* [WHAT THE EXERCISE ASKS]: All that should be output is the block of lines below from the line with "pixel 362 17" to the line with "pixel 1016 107", both included, exactly as written.

[Items from a dataset]
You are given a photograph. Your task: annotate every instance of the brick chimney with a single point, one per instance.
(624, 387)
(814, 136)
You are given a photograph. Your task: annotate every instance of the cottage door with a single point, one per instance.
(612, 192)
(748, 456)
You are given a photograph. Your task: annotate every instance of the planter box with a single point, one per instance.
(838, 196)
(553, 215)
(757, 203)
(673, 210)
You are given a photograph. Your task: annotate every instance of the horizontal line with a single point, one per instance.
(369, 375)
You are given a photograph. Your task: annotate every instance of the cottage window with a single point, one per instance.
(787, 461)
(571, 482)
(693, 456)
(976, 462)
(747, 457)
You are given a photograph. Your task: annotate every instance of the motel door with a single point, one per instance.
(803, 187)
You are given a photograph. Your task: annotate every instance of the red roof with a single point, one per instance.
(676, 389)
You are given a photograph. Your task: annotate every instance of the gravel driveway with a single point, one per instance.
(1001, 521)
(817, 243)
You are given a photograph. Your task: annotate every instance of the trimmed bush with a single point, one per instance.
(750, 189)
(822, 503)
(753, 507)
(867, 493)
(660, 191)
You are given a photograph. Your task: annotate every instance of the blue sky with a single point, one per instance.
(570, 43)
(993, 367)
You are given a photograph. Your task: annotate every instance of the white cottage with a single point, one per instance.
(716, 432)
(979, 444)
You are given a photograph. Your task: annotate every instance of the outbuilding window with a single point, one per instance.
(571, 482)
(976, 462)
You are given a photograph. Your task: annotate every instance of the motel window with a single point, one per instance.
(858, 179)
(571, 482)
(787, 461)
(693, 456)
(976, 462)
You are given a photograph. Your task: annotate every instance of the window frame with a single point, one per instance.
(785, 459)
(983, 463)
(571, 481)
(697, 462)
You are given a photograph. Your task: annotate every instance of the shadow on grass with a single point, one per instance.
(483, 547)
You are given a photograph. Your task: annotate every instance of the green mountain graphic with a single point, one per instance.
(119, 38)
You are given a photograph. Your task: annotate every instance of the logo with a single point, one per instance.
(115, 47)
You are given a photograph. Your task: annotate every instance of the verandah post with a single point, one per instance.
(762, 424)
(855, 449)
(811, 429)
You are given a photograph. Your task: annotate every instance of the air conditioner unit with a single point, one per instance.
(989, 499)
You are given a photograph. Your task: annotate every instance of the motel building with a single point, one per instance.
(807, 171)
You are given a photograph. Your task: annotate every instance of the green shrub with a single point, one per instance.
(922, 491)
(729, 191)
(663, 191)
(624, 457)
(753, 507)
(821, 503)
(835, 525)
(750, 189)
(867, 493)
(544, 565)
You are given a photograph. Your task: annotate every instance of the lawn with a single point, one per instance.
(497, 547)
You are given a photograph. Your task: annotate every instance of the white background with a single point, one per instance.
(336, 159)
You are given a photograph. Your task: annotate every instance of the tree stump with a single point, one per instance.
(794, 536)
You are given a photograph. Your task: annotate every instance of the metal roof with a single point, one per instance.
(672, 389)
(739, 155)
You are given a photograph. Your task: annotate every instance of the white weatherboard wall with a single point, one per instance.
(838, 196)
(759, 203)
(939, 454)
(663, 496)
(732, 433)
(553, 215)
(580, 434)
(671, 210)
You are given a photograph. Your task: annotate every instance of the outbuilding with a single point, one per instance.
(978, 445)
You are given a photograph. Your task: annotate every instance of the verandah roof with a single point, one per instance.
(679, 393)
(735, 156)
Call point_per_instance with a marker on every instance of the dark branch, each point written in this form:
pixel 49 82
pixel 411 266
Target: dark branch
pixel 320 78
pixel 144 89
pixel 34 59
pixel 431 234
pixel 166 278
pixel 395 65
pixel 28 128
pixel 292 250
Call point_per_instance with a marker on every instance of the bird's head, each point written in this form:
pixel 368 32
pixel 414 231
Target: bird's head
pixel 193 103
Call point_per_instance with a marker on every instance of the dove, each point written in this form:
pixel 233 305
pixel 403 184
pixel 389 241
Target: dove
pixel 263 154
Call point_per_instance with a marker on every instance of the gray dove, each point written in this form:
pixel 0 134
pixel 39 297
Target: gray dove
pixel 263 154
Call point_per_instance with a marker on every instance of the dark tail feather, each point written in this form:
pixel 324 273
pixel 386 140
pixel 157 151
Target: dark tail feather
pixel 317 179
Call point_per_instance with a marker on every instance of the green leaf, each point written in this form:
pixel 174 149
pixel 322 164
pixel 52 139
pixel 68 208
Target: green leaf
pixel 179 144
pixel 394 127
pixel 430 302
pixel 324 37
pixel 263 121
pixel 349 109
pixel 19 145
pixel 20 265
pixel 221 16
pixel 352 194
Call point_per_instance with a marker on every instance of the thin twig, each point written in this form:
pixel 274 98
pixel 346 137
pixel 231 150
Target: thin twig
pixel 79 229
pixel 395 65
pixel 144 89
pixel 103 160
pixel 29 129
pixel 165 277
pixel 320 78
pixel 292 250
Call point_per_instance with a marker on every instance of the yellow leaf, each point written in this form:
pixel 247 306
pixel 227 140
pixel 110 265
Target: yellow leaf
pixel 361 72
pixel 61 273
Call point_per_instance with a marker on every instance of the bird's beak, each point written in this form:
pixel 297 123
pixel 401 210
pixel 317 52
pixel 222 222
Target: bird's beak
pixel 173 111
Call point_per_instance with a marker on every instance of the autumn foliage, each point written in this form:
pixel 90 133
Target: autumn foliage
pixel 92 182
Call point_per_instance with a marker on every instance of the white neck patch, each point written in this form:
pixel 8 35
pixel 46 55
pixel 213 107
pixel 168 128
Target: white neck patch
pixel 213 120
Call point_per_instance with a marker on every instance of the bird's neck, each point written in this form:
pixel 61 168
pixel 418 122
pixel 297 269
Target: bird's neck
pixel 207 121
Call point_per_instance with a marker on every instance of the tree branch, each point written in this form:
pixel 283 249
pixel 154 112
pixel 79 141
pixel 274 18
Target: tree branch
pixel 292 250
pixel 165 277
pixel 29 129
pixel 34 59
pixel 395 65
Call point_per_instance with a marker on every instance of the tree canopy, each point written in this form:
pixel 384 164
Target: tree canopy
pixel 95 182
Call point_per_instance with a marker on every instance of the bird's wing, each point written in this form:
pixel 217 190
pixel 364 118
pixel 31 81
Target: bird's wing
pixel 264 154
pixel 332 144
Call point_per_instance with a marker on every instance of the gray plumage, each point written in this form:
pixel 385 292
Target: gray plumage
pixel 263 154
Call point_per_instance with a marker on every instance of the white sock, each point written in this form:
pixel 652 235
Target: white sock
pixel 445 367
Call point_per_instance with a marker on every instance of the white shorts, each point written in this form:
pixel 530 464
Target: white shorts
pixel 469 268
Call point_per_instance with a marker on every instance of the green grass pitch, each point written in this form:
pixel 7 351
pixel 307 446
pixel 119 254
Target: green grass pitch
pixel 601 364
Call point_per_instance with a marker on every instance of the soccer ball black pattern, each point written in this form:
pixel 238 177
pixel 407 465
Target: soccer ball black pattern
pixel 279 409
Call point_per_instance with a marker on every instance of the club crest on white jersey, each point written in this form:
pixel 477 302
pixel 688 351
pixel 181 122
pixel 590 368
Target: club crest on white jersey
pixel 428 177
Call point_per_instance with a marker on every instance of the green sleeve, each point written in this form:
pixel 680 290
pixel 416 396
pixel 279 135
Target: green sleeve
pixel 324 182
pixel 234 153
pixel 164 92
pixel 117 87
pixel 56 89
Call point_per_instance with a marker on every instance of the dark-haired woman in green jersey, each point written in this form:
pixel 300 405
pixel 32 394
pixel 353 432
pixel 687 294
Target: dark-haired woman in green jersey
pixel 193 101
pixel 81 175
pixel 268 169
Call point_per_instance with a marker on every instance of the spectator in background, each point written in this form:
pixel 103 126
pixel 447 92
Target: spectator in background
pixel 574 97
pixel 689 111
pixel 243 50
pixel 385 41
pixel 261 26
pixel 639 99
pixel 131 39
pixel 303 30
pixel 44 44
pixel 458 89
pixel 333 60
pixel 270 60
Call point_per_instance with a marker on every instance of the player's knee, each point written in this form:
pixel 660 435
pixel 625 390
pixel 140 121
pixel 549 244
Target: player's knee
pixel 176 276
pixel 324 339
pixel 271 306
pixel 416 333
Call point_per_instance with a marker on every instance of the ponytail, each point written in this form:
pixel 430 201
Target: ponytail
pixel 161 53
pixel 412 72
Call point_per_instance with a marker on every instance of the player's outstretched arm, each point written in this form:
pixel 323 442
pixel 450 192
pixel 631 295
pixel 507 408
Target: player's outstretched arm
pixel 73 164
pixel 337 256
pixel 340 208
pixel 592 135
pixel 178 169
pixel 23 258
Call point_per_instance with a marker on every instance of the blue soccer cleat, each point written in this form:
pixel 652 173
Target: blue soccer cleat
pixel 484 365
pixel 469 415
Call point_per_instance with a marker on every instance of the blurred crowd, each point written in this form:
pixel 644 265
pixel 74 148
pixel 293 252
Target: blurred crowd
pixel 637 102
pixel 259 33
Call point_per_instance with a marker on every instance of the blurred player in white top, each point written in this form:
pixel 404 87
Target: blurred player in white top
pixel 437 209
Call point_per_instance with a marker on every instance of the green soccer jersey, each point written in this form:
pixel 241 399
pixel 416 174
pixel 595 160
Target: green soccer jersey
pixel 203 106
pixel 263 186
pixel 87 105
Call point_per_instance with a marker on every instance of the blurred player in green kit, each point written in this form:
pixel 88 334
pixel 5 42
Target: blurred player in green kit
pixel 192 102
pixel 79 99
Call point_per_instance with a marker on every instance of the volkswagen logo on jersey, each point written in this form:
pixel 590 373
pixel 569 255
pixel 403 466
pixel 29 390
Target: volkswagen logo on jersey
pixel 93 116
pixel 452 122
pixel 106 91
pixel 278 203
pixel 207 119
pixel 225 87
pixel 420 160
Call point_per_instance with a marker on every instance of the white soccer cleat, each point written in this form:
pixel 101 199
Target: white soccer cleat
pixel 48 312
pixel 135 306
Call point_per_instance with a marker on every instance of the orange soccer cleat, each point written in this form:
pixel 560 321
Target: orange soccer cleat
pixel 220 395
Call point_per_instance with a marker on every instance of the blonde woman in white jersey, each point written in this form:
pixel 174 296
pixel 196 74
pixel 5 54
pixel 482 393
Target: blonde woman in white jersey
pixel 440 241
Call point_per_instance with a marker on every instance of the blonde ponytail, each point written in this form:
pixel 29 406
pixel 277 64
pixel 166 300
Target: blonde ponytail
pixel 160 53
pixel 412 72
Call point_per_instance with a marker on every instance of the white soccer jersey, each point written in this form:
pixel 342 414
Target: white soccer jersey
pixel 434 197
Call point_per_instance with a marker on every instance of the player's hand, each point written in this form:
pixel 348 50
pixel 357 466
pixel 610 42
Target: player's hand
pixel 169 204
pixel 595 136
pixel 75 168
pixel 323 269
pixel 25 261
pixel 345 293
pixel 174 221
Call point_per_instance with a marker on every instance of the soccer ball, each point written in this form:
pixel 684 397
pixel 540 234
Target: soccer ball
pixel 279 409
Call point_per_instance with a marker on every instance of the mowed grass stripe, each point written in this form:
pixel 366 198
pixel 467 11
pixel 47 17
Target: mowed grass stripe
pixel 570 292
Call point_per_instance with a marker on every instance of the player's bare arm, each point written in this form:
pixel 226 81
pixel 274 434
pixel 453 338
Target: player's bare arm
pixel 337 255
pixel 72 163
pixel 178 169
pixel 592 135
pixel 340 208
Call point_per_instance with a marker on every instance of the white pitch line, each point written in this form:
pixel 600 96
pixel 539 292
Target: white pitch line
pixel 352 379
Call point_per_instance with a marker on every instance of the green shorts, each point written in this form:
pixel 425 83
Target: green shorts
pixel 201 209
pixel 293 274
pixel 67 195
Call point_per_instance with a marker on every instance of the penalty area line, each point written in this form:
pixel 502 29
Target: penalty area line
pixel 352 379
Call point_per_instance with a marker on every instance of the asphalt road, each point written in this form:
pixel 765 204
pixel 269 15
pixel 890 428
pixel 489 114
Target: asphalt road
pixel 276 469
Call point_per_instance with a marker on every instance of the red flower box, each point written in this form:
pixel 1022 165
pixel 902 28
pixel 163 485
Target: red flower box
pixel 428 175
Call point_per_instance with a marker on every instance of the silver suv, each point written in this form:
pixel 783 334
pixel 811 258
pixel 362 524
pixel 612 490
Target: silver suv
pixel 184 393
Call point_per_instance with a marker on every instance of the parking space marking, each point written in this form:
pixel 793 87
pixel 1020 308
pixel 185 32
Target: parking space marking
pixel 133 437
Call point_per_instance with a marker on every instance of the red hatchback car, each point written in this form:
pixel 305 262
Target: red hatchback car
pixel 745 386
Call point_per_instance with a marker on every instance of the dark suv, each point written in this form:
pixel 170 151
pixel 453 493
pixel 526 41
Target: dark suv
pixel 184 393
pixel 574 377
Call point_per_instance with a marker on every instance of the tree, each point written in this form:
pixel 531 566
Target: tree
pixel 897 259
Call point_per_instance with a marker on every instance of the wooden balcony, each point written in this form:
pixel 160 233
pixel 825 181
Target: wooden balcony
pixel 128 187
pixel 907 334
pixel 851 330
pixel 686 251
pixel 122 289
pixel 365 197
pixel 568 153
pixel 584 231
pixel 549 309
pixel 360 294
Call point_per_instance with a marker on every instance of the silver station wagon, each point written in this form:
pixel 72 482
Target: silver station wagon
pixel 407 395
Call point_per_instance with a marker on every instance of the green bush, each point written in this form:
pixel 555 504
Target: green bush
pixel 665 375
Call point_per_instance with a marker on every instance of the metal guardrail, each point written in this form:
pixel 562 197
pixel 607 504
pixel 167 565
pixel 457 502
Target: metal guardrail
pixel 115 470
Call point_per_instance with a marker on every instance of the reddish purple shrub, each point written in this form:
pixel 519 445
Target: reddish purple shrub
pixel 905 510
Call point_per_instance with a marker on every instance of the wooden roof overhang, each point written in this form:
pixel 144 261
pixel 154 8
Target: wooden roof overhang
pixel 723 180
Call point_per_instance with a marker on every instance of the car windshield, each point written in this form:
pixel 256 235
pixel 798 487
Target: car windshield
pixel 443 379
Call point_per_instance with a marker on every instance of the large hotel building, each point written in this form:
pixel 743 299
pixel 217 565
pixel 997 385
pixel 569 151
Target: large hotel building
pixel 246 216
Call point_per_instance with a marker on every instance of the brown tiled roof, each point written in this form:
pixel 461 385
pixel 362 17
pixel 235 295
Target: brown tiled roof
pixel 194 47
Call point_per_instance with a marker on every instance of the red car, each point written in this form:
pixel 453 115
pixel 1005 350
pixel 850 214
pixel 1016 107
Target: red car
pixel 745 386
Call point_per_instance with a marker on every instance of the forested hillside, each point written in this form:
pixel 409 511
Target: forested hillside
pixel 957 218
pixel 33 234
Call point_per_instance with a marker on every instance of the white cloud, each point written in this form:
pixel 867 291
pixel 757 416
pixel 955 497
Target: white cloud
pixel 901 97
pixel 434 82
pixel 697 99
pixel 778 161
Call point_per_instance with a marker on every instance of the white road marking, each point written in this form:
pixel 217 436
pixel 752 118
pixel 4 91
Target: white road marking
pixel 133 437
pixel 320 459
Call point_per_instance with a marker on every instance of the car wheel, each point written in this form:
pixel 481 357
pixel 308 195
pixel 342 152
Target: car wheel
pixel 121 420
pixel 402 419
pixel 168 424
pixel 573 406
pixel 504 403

* [TASK SOLUTION]:
pixel 362 17
pixel 235 295
Target: brown tiled roof
pixel 194 47
Call point_per_instance with a marker on every instance of the red car, each point written in this form:
pixel 453 115
pixel 1005 350
pixel 850 214
pixel 1016 107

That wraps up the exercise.